▶ _WHAT YOU ARE ASKED TO DO_
Render every line of the items below as a JSON list of strings, one string per line, leaving out any blank lines.

Dataset records on object locations:

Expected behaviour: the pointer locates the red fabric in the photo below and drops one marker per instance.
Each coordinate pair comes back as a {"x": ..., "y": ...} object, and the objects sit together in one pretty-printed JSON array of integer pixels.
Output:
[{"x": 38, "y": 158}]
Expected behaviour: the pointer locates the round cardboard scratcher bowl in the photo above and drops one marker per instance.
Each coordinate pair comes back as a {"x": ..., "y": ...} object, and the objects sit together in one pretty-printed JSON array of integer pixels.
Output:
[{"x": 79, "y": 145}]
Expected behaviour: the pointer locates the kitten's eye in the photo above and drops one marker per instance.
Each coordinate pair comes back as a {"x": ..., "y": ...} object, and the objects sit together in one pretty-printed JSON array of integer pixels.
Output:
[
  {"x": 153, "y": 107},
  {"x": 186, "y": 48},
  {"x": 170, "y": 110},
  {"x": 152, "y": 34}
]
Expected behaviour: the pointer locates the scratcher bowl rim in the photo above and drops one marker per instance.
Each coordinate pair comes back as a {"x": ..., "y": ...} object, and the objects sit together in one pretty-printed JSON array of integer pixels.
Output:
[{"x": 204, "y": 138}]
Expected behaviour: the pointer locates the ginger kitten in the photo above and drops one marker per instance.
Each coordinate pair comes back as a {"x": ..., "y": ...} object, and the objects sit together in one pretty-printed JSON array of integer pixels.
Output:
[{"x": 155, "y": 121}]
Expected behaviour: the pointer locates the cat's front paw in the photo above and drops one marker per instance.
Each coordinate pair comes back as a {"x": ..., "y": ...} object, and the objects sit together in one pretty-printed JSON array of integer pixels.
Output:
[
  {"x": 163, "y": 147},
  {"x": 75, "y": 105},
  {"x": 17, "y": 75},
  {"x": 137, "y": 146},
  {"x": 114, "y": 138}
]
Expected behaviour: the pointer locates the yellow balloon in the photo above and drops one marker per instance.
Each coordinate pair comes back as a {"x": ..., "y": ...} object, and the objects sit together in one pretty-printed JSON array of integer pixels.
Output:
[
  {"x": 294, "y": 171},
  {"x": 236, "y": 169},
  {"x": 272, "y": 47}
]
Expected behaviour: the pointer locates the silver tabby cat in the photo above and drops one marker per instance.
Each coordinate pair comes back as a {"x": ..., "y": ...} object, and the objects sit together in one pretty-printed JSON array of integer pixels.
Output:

▶ _ANSWER FOR THE TASK_
[
  "Expected behaviour: the pointer locates the red fabric in the photo below and drops one marker per instance.",
  "Each coordinate pair comes back as a {\"x\": ..., \"y\": ...} object, and the objects sit together in one pretty-printed JSON array of integer pixels.",
  "Output:",
  "[{\"x\": 38, \"y\": 158}]",
  "Expected behaviour: the pointer locates the round cardboard scratcher bowl in the photo above and drops one marker per instance.",
  "Each coordinate pair comes back as a {\"x\": ..., \"y\": ...} object, and the objects sit together in one pretty-printed JSON array of integer pixels.",
  "Output:",
  "[{\"x\": 79, \"y\": 145}]",
  "Expected behaviour: the pointer locates the kitten's eye in the photo above and drops one marker per instance.",
  "Each coordinate pair comes back as a {\"x\": ..., \"y\": ...} object, and the objects sit together in one pretty-printed JSON array of integer pixels.",
  "Output:",
  "[",
  "  {\"x\": 153, \"y\": 107},",
  "  {\"x\": 186, \"y\": 48},",
  "  {\"x\": 170, \"y\": 110},",
  "  {\"x\": 152, \"y\": 34}",
  "]",
  "Expected behaviour: the pointer locates the scratcher bowl rim in the photo above and drops one marker per instance.",
  "Each coordinate pair comes back as a {\"x\": ..., \"y\": ...} object, and the objects sit together in one pretty-printed JSON array of integer pixels.",
  "Output:",
  "[{\"x\": 204, \"y\": 138}]",
  "Expected behaviour: the pointer locates the ginger kitten in the photo above and drops one marker per instance.",
  "Each coordinate pair comes back as a {\"x\": ..., \"y\": ...} object, and the objects sit together in one pretty-printed JSON array of integer pixels.",
  "Output:",
  "[{\"x\": 155, \"y\": 121}]",
  "Expected behaviour: the pointer locates the cat's front paw in the photo above and drops one marker per instance.",
  "Each coordinate pair comes back as a {\"x\": ..., \"y\": ...} object, and the objects sit together in one pretty-printed JSON array of integer pixels.",
  "Output:",
  "[",
  "  {\"x\": 163, \"y\": 147},",
  "  {\"x\": 75, \"y\": 105},",
  "  {\"x\": 17, \"y\": 75},",
  "  {\"x\": 137, \"y\": 146},",
  "  {\"x\": 114, \"y\": 138}",
  "]",
  "Expected behaviour: the pointer locates the yellow balloon in the photo above and drops one marker per instance.",
  "Each coordinate pair comes back as a {\"x\": ..., \"y\": ...} object, and the objects sit together in one pretty-printed JSON array of integer pixels.",
  "Output:",
  "[",
  "  {\"x\": 294, \"y\": 171},",
  "  {\"x\": 236, \"y\": 169},",
  "  {\"x\": 272, \"y\": 47}",
  "]",
  "Expected behaviour: the pointer locates the silver tabby cat in the photo above and drops one marker per instance.",
  "Each coordinate pair comes back as a {\"x\": ..., \"y\": ...} object, and the objects sit together in one pretty-printed JSON array of integer pixels.",
  "Output:"
]